INFORMATION SHOWN:
..........

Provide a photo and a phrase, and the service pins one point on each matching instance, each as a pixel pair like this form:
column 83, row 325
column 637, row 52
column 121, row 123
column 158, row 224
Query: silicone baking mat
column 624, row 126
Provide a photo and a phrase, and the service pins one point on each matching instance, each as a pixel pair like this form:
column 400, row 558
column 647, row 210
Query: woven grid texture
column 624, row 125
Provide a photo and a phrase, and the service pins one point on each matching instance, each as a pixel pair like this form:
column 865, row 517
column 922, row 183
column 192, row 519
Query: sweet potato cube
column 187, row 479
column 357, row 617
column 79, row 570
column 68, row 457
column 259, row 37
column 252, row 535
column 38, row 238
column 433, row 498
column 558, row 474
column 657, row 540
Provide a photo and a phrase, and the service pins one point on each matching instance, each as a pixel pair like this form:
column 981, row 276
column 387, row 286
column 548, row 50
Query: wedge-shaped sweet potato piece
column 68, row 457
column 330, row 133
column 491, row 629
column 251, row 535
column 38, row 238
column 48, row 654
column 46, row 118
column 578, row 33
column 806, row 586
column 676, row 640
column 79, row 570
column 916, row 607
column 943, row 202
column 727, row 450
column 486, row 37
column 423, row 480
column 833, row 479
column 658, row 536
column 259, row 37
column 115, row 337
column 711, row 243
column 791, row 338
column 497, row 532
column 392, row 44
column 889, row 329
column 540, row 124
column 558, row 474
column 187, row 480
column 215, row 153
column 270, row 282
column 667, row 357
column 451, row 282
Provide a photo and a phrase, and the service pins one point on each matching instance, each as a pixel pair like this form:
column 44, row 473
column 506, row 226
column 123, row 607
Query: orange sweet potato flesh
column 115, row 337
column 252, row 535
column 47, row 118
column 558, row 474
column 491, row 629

..........

Copy out each line exactly as written.

Provide a photo and a phrase, and the service pins one point on each matching instance, each as a pixel pair like this form:
column 83, row 325
column 637, row 52
column 121, row 123
column 158, row 224
Query: silicone baking mat
column 624, row 126
Provide a photo and a phrase, and the service pins one point on each matching instance, each as a pixel pair like this form:
column 400, row 558
column 647, row 210
Query: woven grid texture
column 624, row 125
Provide a photo and a phrase, and the service pins one point on each matching instance, each as a pixel pair like this form:
column 865, row 517
column 922, row 183
column 192, row 519
Query: sweet potato cube
column 187, row 479
column 357, row 617
column 79, row 570
column 68, row 457
column 259, row 37
column 252, row 535
column 38, row 238
column 433, row 498
column 558, row 474
column 657, row 540
Provide a photo and a phrase, and the service pins one point on each matching instance, each as a pixel pair like this form:
column 981, row 276
column 387, row 286
column 548, row 50
Query: wedge-shaped sweet potato piece
column 68, row 457
column 330, row 133
column 491, row 629
column 251, row 535
column 38, row 238
column 48, row 654
column 46, row 118
column 578, row 33
column 806, row 586
column 676, row 640
column 79, row 570
column 916, row 607
column 943, row 202
column 727, row 450
column 486, row 37
column 423, row 480
column 833, row 479
column 658, row 536
column 259, row 37
column 115, row 337
column 711, row 243
column 791, row 338
column 497, row 532
column 392, row 44
column 889, row 329
column 540, row 124
column 558, row 474
column 187, row 480
column 215, row 153
column 270, row 282
column 667, row 357
column 451, row 282
Provide a photo and a phrase, and the service pins one point on each matching instance, each as a pixel pair like this form:
column 44, row 473
column 506, row 226
column 123, row 607
Query: orange sweet potato flesh
column 115, row 337
column 252, row 535
column 47, row 118
column 558, row 474
column 491, row 629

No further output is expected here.